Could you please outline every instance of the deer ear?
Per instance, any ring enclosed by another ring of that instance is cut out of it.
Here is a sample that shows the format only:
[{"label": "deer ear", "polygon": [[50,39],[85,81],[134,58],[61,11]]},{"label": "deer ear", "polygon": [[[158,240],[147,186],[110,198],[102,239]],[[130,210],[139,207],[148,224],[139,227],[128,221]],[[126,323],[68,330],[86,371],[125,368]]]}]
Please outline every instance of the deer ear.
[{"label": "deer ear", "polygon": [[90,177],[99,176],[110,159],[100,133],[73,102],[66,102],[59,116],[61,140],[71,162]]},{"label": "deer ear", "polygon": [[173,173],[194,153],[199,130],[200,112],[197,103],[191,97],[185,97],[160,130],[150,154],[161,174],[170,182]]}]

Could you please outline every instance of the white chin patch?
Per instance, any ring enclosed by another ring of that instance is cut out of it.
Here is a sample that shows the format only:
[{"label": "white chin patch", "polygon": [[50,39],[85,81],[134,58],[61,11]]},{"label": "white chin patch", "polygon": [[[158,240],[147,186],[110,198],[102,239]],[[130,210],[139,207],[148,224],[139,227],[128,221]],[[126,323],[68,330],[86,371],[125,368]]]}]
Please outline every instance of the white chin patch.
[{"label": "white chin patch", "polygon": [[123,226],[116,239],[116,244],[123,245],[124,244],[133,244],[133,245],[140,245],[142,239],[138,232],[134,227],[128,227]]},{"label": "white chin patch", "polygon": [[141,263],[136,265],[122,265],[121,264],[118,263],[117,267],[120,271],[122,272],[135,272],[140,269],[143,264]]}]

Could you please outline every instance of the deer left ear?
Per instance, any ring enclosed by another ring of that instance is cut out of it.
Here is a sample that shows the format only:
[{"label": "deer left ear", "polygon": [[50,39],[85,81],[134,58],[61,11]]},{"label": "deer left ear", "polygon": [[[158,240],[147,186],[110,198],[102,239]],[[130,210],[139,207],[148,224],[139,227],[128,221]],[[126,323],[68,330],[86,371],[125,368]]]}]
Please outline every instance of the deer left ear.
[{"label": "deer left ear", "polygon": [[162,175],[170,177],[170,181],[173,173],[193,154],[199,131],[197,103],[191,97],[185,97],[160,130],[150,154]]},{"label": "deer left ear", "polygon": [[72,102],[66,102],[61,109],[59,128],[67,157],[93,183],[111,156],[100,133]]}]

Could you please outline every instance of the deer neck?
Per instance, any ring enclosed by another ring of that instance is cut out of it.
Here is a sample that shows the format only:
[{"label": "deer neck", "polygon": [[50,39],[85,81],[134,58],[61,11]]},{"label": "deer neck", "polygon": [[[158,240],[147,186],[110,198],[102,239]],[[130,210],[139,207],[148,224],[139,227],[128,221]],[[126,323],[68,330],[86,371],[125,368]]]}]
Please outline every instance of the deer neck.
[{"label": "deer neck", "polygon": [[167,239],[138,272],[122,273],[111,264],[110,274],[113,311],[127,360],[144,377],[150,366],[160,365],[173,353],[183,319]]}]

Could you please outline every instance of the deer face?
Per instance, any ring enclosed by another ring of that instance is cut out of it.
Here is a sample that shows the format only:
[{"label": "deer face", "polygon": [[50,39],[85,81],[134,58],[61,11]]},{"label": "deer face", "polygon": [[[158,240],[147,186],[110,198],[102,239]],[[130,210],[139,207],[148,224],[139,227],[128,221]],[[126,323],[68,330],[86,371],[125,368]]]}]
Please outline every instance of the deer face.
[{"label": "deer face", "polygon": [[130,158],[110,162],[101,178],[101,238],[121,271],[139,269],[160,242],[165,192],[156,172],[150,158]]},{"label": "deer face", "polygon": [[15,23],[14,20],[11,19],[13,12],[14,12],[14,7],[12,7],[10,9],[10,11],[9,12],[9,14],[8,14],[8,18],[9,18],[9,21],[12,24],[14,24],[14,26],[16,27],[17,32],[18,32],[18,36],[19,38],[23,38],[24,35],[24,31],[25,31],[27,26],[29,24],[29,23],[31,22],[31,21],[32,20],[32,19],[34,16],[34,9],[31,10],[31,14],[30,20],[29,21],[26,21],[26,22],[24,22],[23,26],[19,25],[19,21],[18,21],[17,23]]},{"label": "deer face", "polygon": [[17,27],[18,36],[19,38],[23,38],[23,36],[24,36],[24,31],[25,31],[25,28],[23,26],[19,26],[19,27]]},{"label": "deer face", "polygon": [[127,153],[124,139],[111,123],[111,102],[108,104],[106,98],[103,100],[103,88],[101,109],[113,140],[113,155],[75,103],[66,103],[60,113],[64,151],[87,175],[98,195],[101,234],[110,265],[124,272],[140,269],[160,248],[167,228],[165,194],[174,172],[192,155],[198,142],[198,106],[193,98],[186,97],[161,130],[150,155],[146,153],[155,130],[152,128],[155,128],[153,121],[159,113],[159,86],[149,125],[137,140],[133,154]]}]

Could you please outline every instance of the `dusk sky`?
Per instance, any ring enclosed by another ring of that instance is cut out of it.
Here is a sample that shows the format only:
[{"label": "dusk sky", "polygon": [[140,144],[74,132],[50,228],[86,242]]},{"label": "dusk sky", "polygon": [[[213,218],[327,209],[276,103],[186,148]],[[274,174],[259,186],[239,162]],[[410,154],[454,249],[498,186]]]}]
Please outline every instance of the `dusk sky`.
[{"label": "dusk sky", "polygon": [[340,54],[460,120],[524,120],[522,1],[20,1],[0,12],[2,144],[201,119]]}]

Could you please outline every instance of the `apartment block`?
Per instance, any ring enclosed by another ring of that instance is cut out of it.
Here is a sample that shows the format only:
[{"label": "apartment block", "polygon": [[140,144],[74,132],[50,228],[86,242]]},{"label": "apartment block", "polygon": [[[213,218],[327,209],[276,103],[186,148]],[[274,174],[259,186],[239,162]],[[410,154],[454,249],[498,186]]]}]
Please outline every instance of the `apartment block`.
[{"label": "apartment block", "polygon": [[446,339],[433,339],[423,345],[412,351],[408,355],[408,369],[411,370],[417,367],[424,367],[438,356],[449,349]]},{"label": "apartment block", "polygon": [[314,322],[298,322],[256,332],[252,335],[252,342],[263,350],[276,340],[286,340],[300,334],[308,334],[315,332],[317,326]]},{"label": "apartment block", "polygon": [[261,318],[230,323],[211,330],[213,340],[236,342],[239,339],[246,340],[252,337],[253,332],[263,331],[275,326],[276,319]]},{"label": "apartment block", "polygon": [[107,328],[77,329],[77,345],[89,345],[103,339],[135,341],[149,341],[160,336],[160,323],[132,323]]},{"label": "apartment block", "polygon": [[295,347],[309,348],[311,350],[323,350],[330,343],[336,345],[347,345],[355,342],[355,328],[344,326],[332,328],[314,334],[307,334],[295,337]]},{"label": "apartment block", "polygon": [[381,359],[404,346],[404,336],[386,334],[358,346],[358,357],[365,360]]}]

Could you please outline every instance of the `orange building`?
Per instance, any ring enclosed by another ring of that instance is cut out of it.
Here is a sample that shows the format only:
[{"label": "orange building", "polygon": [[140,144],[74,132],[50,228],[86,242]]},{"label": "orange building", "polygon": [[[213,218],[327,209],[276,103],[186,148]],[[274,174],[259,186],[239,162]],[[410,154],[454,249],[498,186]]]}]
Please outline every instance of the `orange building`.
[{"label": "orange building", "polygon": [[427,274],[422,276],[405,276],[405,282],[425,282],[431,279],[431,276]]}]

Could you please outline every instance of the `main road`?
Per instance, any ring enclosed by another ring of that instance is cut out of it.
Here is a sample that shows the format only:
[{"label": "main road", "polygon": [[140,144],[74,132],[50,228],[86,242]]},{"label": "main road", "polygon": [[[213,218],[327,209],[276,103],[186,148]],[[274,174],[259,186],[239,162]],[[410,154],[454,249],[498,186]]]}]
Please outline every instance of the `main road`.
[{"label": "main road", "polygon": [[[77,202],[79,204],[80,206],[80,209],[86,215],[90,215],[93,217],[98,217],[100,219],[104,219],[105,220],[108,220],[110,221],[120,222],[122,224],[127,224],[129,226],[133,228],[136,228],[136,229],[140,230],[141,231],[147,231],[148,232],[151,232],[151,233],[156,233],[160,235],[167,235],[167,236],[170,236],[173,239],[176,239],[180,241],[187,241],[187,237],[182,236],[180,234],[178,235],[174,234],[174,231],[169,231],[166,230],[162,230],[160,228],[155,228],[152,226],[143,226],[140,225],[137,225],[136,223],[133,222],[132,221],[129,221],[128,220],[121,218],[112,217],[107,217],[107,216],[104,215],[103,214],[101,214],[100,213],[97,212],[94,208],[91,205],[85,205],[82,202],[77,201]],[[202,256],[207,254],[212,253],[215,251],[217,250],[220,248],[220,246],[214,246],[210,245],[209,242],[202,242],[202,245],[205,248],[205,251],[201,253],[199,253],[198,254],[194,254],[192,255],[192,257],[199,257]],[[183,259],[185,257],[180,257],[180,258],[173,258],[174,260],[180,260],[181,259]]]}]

- **GOAL**
Please tally how many lines in the items above contain the string "orange", where case matters. Reply with the number alone.

- **EXPECTED OUTPUT**
4